# Objective
In the article on the Starflyer 59 EP *Disappointed*, which early punk rock band is named as an inspiration for the record?

[Start of Source extract]

EP by Starflyer 59
- Released: July 31, 2026
- Recorded: Room (Huntington Beach, CA)
- Genres: Punk rock; noise rock; shoegaze;
- Length: 7:46
- Label: Velvet Blue Music

Starflyer 59 chronology
| Déjame Dormir (2025) | Disappointed (2026) |  |

Singles from Disappointed
- "I'm Disappointed" Released: May 9, 2026;

= Disappointed (EP) =

Disappointed is the tenth EP album by American alternative rock band Starflyer 59. It was released on July 31, 2026 by Velvet Blue Music. Inspired by early punk rock bands like the Ramones, the album is single-length, featuring three new songs.

Professional ratings
Review scores
| Source | Rating |
| Jesusfreakhideout.com | Star |
| Saint Marie Records | 7/10 |

== Track listing ==
All songs written by Jason Martin.

[End of Source extract]
[Start of Data listing]

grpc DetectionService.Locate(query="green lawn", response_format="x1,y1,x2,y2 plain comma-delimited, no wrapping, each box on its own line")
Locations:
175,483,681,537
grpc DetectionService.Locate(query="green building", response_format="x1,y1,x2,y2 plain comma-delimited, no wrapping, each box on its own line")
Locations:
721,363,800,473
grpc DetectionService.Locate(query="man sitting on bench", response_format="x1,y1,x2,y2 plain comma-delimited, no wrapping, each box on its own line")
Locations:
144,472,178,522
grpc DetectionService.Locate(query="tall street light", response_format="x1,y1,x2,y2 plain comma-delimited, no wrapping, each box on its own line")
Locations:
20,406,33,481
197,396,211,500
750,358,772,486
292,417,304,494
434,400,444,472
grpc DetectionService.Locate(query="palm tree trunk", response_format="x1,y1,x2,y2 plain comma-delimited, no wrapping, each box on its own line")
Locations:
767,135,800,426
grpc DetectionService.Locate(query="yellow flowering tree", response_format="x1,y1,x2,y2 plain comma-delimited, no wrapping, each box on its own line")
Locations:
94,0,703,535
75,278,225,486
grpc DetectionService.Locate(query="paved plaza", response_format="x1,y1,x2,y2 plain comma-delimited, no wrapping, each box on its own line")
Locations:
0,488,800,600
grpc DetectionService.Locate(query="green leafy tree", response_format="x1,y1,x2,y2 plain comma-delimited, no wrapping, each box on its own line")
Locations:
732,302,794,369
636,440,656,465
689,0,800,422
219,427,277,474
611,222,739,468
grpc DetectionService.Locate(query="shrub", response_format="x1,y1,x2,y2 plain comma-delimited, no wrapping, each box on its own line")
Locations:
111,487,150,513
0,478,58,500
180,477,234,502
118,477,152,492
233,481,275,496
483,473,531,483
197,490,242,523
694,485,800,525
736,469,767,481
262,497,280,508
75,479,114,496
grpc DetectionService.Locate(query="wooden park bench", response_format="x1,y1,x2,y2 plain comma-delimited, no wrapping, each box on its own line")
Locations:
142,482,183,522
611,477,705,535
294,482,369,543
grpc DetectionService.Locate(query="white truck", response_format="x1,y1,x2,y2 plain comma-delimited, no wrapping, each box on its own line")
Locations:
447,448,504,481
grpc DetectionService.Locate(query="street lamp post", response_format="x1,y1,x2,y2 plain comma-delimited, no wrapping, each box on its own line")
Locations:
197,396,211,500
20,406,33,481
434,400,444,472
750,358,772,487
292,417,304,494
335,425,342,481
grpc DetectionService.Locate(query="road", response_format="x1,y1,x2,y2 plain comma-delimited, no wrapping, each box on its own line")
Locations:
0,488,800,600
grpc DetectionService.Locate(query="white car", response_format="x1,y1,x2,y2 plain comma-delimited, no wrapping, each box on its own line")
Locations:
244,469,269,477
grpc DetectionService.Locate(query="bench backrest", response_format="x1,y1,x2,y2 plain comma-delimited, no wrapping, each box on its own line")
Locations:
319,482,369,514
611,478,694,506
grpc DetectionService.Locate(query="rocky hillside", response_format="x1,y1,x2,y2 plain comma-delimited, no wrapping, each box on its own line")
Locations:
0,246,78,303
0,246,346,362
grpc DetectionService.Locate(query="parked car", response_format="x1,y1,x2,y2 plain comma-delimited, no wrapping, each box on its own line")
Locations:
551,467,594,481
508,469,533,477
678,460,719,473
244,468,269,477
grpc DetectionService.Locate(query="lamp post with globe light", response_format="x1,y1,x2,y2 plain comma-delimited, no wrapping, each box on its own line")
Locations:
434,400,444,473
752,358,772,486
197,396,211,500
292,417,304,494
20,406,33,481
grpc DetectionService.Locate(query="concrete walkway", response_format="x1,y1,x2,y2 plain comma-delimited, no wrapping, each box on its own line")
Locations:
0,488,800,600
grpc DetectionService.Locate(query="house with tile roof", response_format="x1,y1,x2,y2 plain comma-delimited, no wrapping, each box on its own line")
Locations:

[End of Data listing]

# Response below
The Ramones.